--- Start Entries provided ---

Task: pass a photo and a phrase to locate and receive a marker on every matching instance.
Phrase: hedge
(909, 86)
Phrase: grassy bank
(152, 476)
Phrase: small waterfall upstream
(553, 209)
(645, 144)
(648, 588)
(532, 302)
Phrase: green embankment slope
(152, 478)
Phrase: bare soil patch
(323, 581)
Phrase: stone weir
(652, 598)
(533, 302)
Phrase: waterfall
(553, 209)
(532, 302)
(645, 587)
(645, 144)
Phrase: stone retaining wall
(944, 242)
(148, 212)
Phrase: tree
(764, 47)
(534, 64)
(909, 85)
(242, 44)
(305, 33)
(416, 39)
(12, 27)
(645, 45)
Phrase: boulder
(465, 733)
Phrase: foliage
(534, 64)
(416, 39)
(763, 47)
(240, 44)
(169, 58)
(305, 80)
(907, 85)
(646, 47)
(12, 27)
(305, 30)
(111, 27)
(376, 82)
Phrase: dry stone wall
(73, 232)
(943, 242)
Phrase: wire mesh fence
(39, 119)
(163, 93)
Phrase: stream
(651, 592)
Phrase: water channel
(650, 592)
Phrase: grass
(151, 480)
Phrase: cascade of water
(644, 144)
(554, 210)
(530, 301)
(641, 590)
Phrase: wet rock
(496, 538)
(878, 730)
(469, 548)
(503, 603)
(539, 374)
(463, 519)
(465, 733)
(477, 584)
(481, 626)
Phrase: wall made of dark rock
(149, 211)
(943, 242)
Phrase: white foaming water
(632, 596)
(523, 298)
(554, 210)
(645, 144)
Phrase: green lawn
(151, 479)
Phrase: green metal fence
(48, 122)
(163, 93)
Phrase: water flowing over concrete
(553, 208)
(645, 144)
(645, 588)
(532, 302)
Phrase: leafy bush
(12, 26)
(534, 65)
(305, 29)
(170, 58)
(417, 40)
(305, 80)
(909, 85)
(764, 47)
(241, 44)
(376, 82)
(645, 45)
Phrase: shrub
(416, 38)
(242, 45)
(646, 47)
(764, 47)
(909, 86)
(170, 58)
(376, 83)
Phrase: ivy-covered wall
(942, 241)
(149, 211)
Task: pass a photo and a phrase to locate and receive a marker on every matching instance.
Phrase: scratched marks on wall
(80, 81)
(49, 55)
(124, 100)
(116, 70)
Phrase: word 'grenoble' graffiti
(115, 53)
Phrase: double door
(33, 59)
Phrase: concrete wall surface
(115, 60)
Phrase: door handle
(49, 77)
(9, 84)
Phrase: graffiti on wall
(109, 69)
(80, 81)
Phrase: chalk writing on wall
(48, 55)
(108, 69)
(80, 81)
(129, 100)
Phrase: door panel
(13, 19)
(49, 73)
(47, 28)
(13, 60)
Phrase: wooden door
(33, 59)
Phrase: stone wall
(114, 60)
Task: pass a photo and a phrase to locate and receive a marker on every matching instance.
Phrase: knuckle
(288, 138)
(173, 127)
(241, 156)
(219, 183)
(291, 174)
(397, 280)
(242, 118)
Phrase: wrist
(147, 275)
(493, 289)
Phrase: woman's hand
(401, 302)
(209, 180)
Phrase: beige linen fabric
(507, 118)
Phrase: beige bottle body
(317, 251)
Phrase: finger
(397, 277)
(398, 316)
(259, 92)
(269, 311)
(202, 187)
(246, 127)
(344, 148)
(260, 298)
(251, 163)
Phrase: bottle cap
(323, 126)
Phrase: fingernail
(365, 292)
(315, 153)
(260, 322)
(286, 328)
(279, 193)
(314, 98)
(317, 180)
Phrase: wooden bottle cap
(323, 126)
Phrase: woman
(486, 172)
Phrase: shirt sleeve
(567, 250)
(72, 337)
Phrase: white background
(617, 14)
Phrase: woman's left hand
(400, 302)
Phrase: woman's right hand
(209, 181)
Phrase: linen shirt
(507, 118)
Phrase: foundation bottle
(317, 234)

--- End Entries provided ---

### Given exercise
Can you put the lines from the one containing "Phrase: wooden bottle cap" through the last line into a numbered list, skipping any blank lines?

### Result of this exercise
1. Phrase: wooden bottle cap
2. (323, 126)
3. Phrase: woman
4. (486, 172)
5. Phrase: shirt sleeve
6. (567, 250)
7. (72, 337)
8. Phrase: white background
9. (617, 14)
10. Phrase: woman's left hand
11. (400, 302)
12. Phrase: woman's right hand
13. (209, 181)
14. Phrase: linen shirt
15. (507, 118)
16. Phrase: foundation bottle
17. (317, 234)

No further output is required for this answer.